>> START
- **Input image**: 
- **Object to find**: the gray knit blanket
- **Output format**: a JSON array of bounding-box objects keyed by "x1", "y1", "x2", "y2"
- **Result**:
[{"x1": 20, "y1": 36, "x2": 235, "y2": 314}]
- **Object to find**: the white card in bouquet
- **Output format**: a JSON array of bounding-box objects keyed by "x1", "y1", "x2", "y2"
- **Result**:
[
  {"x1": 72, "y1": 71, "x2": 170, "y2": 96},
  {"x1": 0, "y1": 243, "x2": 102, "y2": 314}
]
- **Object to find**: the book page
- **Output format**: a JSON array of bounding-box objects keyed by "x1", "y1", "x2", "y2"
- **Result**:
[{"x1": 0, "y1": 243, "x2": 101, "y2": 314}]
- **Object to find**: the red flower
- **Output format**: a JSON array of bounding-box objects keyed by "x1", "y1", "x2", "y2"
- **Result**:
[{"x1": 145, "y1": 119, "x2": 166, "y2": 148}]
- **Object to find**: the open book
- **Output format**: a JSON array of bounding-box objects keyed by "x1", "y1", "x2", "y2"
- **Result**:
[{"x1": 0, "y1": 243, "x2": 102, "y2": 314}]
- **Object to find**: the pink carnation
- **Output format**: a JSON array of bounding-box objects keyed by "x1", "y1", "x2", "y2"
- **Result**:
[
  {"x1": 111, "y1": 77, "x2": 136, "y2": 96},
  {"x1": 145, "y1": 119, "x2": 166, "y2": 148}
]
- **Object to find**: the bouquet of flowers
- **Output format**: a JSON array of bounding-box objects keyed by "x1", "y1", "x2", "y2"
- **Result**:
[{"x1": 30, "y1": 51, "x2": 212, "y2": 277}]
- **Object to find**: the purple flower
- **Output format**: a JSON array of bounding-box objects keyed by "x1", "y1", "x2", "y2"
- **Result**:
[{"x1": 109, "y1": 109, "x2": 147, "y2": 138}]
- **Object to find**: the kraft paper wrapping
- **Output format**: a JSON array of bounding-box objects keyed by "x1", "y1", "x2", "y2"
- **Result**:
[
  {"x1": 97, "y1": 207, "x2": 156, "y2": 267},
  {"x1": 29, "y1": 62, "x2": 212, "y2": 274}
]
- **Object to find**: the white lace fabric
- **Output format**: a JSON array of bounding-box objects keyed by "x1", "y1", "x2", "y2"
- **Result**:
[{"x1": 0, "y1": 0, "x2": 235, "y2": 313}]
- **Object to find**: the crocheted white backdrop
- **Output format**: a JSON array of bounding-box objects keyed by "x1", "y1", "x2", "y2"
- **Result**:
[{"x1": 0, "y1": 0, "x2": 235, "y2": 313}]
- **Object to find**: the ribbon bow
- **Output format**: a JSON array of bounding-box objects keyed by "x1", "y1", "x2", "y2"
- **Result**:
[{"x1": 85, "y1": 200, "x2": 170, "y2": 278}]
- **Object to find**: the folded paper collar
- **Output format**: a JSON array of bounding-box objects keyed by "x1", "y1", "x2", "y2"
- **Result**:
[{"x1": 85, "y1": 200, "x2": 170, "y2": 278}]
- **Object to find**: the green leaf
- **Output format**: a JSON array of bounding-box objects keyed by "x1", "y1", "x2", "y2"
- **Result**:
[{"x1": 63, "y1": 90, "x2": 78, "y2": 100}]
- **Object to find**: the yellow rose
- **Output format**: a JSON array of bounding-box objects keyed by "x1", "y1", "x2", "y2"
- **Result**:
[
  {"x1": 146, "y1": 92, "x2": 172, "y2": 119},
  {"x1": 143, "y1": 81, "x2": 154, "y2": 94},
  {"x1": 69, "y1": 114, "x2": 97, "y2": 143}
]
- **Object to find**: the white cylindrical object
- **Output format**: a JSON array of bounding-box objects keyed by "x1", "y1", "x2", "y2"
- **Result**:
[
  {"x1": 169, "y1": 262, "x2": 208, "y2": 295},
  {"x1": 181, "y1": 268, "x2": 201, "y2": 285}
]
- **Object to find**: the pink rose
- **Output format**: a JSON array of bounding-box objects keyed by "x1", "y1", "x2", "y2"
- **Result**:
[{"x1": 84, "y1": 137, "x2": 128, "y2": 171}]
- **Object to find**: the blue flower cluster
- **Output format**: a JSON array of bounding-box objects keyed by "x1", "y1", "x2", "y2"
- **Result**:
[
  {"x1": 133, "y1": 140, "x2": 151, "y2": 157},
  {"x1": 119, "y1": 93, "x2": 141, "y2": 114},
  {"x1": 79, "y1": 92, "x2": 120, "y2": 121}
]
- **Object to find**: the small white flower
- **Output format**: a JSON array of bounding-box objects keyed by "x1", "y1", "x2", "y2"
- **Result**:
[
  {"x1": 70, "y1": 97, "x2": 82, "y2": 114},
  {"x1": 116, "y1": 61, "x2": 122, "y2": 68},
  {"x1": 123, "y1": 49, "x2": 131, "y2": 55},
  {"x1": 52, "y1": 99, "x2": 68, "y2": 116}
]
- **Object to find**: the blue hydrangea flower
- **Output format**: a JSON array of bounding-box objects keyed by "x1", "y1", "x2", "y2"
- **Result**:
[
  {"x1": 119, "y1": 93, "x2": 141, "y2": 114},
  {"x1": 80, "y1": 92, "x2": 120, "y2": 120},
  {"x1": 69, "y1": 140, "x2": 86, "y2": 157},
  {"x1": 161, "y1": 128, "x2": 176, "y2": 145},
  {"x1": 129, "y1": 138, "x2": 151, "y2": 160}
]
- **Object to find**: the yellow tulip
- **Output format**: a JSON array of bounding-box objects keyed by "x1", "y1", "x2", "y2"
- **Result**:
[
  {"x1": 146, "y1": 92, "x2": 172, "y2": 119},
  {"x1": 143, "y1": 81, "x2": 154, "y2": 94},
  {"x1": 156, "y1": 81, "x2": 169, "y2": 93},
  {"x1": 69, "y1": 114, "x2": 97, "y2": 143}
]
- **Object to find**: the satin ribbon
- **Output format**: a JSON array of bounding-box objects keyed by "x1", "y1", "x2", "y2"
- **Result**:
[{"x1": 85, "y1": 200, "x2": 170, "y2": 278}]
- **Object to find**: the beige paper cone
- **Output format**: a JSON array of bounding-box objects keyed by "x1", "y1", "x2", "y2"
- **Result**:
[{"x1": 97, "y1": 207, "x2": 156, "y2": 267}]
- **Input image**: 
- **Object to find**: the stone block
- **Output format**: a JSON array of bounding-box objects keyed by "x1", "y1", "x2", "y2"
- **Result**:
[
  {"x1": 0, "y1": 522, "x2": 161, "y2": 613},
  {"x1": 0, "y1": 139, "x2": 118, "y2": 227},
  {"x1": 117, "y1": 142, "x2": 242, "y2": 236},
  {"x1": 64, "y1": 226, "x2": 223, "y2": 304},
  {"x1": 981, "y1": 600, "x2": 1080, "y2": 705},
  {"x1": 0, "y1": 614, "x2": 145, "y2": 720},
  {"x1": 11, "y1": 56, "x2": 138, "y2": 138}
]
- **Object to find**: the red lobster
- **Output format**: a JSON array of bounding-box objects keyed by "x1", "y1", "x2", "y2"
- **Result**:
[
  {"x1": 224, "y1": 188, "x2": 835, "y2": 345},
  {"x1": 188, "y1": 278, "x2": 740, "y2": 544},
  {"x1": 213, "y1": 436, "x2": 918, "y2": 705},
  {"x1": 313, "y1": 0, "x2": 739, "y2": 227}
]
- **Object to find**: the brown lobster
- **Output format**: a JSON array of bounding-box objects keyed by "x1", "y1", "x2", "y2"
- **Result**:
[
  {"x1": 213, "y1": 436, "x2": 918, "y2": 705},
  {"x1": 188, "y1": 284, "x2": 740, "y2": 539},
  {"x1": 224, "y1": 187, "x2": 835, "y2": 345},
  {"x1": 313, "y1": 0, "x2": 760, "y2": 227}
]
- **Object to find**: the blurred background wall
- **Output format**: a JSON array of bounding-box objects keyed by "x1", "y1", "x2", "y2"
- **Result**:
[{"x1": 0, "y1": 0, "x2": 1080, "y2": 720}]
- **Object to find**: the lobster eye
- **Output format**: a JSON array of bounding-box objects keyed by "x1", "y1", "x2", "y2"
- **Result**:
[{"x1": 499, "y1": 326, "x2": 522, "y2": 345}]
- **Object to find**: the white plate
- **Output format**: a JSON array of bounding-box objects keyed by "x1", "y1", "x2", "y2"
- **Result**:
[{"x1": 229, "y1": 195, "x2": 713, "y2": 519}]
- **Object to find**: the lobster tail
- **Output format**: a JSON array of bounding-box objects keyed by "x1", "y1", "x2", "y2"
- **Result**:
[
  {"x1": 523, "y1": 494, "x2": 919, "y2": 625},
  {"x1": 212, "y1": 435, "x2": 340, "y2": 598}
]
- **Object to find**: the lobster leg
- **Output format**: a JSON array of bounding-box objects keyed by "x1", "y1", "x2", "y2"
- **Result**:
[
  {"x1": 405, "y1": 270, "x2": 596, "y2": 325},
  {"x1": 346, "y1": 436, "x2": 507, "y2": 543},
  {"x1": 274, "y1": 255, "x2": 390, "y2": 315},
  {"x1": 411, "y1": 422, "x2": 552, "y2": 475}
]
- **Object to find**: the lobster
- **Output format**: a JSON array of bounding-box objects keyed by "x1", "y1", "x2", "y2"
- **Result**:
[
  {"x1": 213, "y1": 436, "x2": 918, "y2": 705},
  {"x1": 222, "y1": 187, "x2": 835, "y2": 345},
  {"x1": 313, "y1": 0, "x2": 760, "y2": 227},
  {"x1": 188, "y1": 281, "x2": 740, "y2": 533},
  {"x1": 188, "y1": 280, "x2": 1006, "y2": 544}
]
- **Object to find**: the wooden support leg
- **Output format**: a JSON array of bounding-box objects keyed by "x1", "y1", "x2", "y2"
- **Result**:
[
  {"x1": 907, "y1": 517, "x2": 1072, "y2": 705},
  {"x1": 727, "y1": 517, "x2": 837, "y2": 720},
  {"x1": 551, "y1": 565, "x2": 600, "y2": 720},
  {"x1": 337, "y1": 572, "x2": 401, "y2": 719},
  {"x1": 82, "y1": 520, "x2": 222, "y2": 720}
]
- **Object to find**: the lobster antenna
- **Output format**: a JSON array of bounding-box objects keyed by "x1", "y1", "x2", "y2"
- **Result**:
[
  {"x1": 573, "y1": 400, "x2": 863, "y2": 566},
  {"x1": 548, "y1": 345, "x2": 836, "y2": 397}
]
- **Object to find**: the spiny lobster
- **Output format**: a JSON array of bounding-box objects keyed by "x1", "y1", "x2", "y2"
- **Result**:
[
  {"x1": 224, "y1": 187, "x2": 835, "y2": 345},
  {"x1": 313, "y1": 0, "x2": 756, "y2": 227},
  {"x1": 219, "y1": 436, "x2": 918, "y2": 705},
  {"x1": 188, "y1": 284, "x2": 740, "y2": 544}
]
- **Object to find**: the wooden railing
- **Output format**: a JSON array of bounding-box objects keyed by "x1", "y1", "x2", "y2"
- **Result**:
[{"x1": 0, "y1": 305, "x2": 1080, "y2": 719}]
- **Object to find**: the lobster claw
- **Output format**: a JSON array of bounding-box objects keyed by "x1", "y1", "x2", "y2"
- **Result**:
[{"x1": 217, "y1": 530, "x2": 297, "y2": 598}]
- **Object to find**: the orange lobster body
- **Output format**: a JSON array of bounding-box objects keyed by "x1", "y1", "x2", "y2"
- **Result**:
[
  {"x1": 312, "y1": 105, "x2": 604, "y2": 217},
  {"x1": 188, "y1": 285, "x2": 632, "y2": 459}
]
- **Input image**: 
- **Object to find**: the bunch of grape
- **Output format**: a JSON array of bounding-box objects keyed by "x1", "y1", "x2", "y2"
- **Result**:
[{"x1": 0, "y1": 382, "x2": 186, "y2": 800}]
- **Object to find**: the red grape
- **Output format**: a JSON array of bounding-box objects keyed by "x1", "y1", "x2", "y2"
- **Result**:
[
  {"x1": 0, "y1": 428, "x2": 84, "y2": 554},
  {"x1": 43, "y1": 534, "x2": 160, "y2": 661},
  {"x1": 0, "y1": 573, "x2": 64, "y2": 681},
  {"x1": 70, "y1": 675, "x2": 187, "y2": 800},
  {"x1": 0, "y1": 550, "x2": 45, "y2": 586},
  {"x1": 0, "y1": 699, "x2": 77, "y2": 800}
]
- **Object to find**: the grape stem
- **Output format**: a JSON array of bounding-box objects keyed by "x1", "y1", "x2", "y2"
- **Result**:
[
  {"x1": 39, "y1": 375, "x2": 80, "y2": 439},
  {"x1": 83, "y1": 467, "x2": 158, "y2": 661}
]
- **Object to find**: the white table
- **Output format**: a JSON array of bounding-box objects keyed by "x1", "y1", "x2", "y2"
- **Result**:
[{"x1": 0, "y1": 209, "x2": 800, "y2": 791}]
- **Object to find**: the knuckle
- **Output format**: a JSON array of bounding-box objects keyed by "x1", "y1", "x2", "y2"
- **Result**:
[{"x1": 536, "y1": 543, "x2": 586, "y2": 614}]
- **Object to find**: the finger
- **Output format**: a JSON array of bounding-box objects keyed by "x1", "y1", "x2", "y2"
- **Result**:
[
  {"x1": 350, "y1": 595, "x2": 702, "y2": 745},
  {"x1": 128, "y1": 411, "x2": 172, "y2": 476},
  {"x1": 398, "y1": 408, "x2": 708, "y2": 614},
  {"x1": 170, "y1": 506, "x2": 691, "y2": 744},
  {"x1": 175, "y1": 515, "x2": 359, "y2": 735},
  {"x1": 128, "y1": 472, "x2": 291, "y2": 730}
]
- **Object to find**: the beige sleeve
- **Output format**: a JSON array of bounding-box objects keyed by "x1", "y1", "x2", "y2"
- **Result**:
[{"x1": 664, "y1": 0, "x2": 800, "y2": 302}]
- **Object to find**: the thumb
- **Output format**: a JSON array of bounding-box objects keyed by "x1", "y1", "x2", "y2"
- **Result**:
>> END
▶ **Short problem**
Pick out each line in the listing above that contains the word "blue", and copy those lines in order.

▶ **Exercise solution**
- **Object to find**: the blue flower cluster
- **Object to find**: the blue hydrangea flower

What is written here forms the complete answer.